- _Tasks for this exercise_:
1. Reproduce word for word the part of the passage on patent validity below, starting with "More recently the" and going on through "invalidity assertion. (61)".
2. Answer these questions from the passage on patent validity below:
(a) In Titan Tire Corp. v. Case New Holland, Inc., what did the plaintiff seek to enjoin?
(b) In a normal infringement and invalidity hearing, by what standard must an accused infringer prove invalidity?
(c) On whom does the burden to produce evidence sufficient to demonstrate a likelihood of success always rest?
+++ Page extract +++
More recently the Federal Circuit has attempted to clarify conflicts like that of Amazon--where the benefit of the presumption lies with the patentee, yet the burden of satisfying the requirements for obtaining an injunction also lies with the patentee. In Titan Tire Corp. v. Case New Holland, Inc., the plaintiff sought to enjoin Case New Holland's use of a design patent. (59) The trial court ruled that every factor favored granting an injunction--except the likelihood that Case New Holland's invalidity defense would succeed. (60) The trial court thus denied the preliminary injunction because Titan was unable to overcome Case New Holland's invalidity assertion. (61)

Regarding the question of how to utilize the presumption of validity in the context of a preliminary injunction squarely before the court, the Federal Circuit affirmed the trial court's ruling. (62) In analyzing the presumption's application, the court examined several different approaches to implementing the presumption in the context of a preliminary injunction. In a normal infringement and invalidity hearing, the presumption means that an accused infringer must prove invalidity by clear and convincing evidence. (63) If an accused infringer does not raise an invalidity claim, then the presumption means the patentee is likely to succeed on the validity issue. (64) However, if the infringer does challenge the patent's validity in a preliminary injunction hearing, then the court must accept evidence and determine whether the infringer raised a substantial question regarding the patent's validity. (65) The burden to produce evidence sufficient to demonstrate a likelihood of success always rests on the plaintiff. (66) So while the court describes the substantial question inquiry as "a useful way of initially evaluating the evidence," the inquiry does not transfer the burden to prove the likelihood of success onto the patent challenger. (67) Thus despite the presumption of validity, the patentee still bears the burden of proving each factor--such as the likelihood of success--in seeking a preliminary injunction. (68)
+++ Extracted material +++
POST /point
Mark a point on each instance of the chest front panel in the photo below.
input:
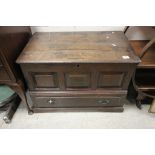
(77, 76)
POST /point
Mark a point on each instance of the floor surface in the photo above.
(130, 118)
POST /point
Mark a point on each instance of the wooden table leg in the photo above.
(20, 90)
(152, 107)
(13, 105)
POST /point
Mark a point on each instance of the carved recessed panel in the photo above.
(110, 79)
(45, 80)
(77, 80)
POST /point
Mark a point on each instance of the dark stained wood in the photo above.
(148, 61)
(12, 41)
(126, 70)
(92, 70)
(78, 47)
(84, 109)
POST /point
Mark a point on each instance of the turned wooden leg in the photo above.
(20, 90)
(152, 107)
(139, 99)
(13, 105)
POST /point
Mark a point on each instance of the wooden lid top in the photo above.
(78, 47)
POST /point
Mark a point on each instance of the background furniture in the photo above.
(12, 41)
(144, 79)
(78, 70)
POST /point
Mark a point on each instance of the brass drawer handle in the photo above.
(103, 101)
(51, 101)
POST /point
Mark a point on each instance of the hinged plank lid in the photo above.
(78, 47)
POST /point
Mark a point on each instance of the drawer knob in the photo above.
(51, 101)
(103, 101)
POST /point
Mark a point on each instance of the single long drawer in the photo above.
+++
- _Responses for each task_:
1.
More recently the Federal Circuit has attempted to clarify conflicts like that of Amazon--where the benefit of the presumption lies with the patentee, yet the burden of satisfying the requirements for obtaining an injunction also lies with the patentee. In Titan Tire Corp. v. Case New Holland, Inc., the plaintiff sought to enjoin Case New Holland's use of a design patent. (59) The trial court ruled that every factor favored granting an injunction--except the likelihood that Case New Holland's invalidity defense would succeed. (60) The trial court thus denied the preliminary injunction because Titan was unable to overcome Case New Holland's invalidity assertion. (61)

2.
(a) Case New Holland's use of a design patent.
(b) By clear and convincing evidence.
(c) On the plaintiff.